- **Aufgabenstellung**
Gib aus dem Textauszug die Stelle wortgetreu wieder, die bei den Worten „e) In diesem“ beginnt, und höre nach den Worten „StGB verletzt hat.“ auf.

- **Textauszug**
In Kenntnis der verabredeten Verrechnung zwischen der A. AG und dem Angeklagten sowie der W. hätte der Zeuge No. einen Preis von 16,50 Euro pro Tonne nicht akzeptiert. Tatsächlich war die A. AG bereit, für die Entsorgung des Eisensilikatsandes einen Preis von 22 Euro pro Tonne zu bezahlen, und hätte diesen Betrag auch an die N. OHG gezahlt, wenn nicht ein Betrag von 5,50 Euro pro Tonne auf die Verbindlichkeiten des Angeklagten verrechnet worden wäre. Dieser Preis wurde damals von den Mitarbeitern der A. AG für angemessen erachtet, da er der Höhe der früheren Verträge entsprach und bei der AG infolge des Selbstmords des früher zuständigen Mitarbeiters nahezu kein Wissen mehr um die Entsorgungsmöglichkeiten und aktuellen Preise am Markt bestand. Zudem befand sich die A. AG unter einem erheblichen Entsorgungsdruck, da ihre eigene Lagerkapazität von ca. 50.000 Tonnen Eisensilikatsand bereits überschritten war und ein Produktionsstopp mit massiven finanziellen Verlusten drohte.
e) In diesem Geschehen hat das Landgericht eine Untreue des Angeklagten gesehen, der als Prokurist der N. OHG die ihn treffende Vermögensbetreuungspflicht verletzt habe. Der Vermögensnachteil der OHG belaufe sich auf eine Million Euro.
2. Die in sich widersprüchlichen Feststellungen gestatten dem Senat keine abschließende Prüfung, ob der Angeklagte eine ihn treffende Vermögensbetreuungspflicht im Sinne von § 266 Abs. 1 StGB verletzt hat.

- **Bereitgestellte Datensätze**
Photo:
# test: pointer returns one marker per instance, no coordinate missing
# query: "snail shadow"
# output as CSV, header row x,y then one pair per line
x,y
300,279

...

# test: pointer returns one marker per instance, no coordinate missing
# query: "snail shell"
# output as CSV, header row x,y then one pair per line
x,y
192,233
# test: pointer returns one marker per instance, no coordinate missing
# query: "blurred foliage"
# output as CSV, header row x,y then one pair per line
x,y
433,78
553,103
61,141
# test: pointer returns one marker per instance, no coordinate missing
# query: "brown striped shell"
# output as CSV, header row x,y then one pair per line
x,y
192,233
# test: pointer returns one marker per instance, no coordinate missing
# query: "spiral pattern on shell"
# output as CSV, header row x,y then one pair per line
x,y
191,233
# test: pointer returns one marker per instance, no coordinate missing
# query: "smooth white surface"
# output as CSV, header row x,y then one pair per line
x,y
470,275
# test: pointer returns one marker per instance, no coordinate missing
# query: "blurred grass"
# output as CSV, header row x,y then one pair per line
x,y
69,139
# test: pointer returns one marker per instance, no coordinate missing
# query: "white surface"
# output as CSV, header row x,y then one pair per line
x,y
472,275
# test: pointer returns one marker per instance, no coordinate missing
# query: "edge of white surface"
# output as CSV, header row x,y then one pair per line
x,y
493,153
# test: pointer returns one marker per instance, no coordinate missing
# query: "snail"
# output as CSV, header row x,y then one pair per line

- **Die Ausgabe**
e) In diesem Geschehen hat das Landgericht eine Untreue des Angeklagten gesehen, der als Prokurist der N. OHG die ihn treffende Vermögensbetreuungspflicht verletzt habe. Der Vermögensnachteil der OHG belaufe sich auf eine Million Euro.
2. Die in sich widersprüchlichen Feststellungen gestatten dem Senat keine abschließende Prüfung, ob der Angeklagte eine ihn treffende Vermögensbetreuungspflicht im Sinne von § 266 Abs. 1 StGB verletzt hat.